→ **WRITTEN EXERCISE**
Lay out the lines below as a Markdown table with the columns Number and Line. Number the rows, put each line in full in its own row, and omit blank lines.

→ **DATA PROVIDED**
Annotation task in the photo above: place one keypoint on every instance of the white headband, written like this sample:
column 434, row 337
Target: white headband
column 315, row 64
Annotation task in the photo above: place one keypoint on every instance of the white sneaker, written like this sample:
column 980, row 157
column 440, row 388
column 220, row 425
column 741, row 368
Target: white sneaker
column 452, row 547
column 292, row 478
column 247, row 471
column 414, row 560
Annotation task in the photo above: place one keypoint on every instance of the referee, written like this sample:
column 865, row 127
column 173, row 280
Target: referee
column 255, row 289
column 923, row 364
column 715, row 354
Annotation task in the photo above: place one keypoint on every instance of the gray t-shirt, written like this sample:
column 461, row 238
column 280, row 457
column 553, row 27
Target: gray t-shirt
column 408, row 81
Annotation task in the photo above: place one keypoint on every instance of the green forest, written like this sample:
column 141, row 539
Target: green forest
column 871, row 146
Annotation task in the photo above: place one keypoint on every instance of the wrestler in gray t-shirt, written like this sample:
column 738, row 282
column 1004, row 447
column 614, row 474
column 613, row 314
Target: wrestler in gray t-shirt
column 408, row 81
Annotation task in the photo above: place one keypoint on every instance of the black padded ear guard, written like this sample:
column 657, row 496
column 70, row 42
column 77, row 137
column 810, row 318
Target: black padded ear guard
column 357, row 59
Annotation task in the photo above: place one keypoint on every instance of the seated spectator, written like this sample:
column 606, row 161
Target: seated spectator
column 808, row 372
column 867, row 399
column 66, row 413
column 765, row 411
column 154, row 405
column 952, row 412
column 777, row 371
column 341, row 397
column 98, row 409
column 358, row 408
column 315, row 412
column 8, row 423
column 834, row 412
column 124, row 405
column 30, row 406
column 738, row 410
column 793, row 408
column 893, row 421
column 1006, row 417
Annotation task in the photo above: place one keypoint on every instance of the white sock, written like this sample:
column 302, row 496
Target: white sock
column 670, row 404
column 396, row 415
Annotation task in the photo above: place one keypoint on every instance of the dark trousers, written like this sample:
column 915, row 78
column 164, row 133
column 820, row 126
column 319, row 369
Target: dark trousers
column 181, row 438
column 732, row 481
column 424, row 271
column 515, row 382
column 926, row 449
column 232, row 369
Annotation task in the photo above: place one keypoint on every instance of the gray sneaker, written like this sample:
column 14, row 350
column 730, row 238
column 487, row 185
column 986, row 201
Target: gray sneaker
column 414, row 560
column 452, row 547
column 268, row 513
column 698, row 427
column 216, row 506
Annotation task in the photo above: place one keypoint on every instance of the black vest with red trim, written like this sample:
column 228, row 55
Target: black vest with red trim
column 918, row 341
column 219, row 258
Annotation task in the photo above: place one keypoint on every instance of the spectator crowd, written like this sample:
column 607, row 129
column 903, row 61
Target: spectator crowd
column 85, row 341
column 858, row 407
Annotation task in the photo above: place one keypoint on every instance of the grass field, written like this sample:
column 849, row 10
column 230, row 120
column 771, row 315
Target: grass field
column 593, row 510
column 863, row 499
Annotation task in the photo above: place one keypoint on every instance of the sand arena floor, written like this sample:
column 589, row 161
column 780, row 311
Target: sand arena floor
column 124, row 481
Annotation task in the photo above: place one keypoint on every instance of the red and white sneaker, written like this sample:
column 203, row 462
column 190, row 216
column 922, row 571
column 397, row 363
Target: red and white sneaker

→ **ANSWER TO THE EXERCISE**
| Number | Line |
|---|---|
| 1 | Annotation task in the photo above: place one keypoint on every instance of the white headband, written like this sample: |
| 2 | column 434, row 337 |
| 3 | Target: white headband |
| 4 | column 315, row 64 |
| 5 | Annotation task in the photo above: place one keypoint on every instance of the white sneaker, written like this sample: |
| 6 | column 980, row 157 |
| 7 | column 440, row 388 |
| 8 | column 220, row 425 |
| 9 | column 741, row 368 |
| 10 | Target: white sneaker |
| 11 | column 452, row 547 |
| 12 | column 292, row 478 |
| 13 | column 247, row 471 |
| 14 | column 414, row 560 |
| 15 | Annotation task in the photo above: place one keypoint on every instance of the referee, written like this sample: |
| 16 | column 865, row 127 |
| 17 | column 173, row 280 |
| 18 | Target: referee |
| 19 | column 255, row 289 |
| 20 | column 923, row 364 |
| 21 | column 715, row 354 |
| 22 | Annotation task in the photo above: place one keypoint on every instance of the gray t-shirt, written like this sample: |
| 23 | column 461, row 238 |
| 24 | column 280, row 457 |
| 25 | column 553, row 27 |
| 26 | Target: gray t-shirt |
| 27 | column 408, row 81 |
| 28 | Annotation task in the photo above: place one keypoint on every instance of the green forest, written like this sample: |
| 29 | column 141, row 539 |
| 30 | Target: green forest |
| 31 | column 871, row 146 |
| 32 | Annotation task in the photo above: place one keypoint on every instance of the wrestler in gray t-shirt, written like this sample: |
| 33 | column 738, row 282 |
| 34 | column 1004, row 447 |
| 35 | column 614, row 474 |
| 36 | column 613, row 314 |
| 37 | Target: wrestler in gray t-shirt |
| 38 | column 408, row 81 |
| 39 | Annotation task in the photo above: place one keypoint on every instance of the black padded ear guard, written like this sample: |
| 40 | column 657, row 496 |
| 41 | column 70, row 42 |
| 42 | column 77, row 137 |
| 43 | column 810, row 318 |
| 44 | Target: black padded ear guard |
| 45 | column 357, row 59 |
| 46 | Annotation task in the photo above: place one keypoint on every instance of the seated spectator, written like this sample: |
| 47 | column 606, row 161 |
| 48 | Target: seated spectator |
| 49 | column 808, row 372 |
| 50 | column 867, row 399 |
| 51 | column 66, row 413 |
| 52 | column 765, row 411 |
| 53 | column 154, row 405 |
| 54 | column 952, row 412 |
| 55 | column 777, row 371 |
| 56 | column 341, row 397 |
| 57 | column 98, row 409 |
| 58 | column 358, row 408 |
| 59 | column 315, row 412 |
| 60 | column 8, row 423 |
| 61 | column 834, row 412 |
| 62 | column 124, row 405 |
| 63 | column 30, row 406 |
| 64 | column 738, row 410 |
| 65 | column 793, row 408 |
| 66 | column 893, row 421 |
| 67 | column 1006, row 417 |
| 68 | Annotation task in the photo above: place one keypoint on every instance of the white sock, written like this sample: |
| 69 | column 302, row 496 |
| 70 | Target: white sock |
| 71 | column 670, row 404 |
| 72 | column 396, row 415 |
| 73 | Annotation task in the photo above: place one keypoint on every instance of the dark trousers, written like this sample: |
| 74 | column 915, row 78 |
| 75 | column 164, row 133 |
| 76 | column 820, row 126 |
| 77 | column 319, row 369 |
| 78 | Target: dark trousers |
| 79 | column 181, row 438 |
| 80 | column 732, row 481 |
| 81 | column 424, row 271 |
| 82 | column 515, row 382 |
| 83 | column 926, row 449 |
| 84 | column 232, row 369 |
| 85 | Annotation task in the photo above: place one keypoint on every instance of the gray sneaker, written like this sample: |
| 86 | column 14, row 350 |
| 87 | column 730, row 238 |
| 88 | column 487, row 185 |
| 89 | column 986, row 201 |
| 90 | Target: gray sneaker |
| 91 | column 414, row 560 |
| 92 | column 452, row 547 |
| 93 | column 268, row 513 |
| 94 | column 698, row 427 |
| 95 | column 216, row 506 |
| 96 | Annotation task in the photo above: place one keypoint on every instance of the black vest with red trim, written like this sample: |
| 97 | column 228, row 55 |
| 98 | Target: black vest with red trim |
| 99 | column 918, row 341 |
| 100 | column 219, row 258 |
| 101 | Annotation task in the photo above: place one keypoint on every instance of the spectator crowd, written like this sample: |
| 102 | column 607, row 129 |
| 103 | column 903, row 61 |
| 104 | Target: spectator crowd |
| 105 | column 85, row 341 |
| 106 | column 858, row 407 |
| 107 | Annotation task in the photo above: place one keypoint on every instance of the grass field, written like this sample: |
| 108 | column 849, row 10 |
| 109 | column 230, row 120 |
| 110 | column 771, row 315 |
| 111 | Target: grass field |
| 112 | column 593, row 510 |
| 113 | column 863, row 499 |
| 114 | Annotation task in the photo above: place one keypoint on every instance of the sand arena floor, written like this sample: |
| 115 | column 589, row 161 |
| 116 | column 780, row 311 |
| 117 | Target: sand arena floor |
| 118 | column 124, row 481 |
| 119 | Annotation task in the photo above: place one keypoint on every instance of the red and white sneaker, written like this sample: |
| 120 | column 203, row 462 |
| 121 | column 190, row 216 |
| 122 | column 922, row 571 |
| 123 | column 397, row 363 |
| 124 | Target: red and white sneaker |